§ **Work to be completed**:
List the lines of this listing that hold the word "eroded".

-------- Material to process

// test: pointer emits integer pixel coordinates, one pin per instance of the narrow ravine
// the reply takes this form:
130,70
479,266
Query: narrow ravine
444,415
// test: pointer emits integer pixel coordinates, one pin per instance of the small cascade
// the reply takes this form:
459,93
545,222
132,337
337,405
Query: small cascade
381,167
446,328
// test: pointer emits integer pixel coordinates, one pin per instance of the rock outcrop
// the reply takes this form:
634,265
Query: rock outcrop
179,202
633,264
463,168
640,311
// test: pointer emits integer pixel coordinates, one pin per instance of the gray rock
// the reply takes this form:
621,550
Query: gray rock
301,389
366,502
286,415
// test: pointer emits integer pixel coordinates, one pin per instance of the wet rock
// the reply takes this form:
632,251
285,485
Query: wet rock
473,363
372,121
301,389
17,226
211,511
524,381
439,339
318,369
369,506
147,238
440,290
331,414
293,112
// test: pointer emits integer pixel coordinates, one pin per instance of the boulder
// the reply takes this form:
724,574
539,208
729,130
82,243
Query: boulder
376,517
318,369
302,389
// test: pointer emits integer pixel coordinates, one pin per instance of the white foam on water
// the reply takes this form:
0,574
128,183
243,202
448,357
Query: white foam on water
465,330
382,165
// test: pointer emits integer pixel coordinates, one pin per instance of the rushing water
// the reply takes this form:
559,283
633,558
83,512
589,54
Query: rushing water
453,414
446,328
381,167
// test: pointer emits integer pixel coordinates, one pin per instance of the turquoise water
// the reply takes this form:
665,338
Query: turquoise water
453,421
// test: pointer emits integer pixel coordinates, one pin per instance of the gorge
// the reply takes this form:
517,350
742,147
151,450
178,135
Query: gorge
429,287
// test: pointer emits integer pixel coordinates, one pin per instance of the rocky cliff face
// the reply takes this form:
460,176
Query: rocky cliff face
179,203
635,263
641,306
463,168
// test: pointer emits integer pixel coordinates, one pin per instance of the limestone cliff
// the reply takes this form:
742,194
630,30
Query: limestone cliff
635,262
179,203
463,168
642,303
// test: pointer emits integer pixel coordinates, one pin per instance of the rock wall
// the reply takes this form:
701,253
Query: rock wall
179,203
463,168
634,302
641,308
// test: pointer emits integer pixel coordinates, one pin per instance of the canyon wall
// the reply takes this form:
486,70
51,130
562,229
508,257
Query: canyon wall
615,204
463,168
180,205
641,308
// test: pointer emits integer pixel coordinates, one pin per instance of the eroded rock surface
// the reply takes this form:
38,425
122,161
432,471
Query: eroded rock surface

----------------

§ **Result**:
// test: pointer emits integer pixel coordinates, one pin per instance of the eroded rock surface
Query: eroded rock surface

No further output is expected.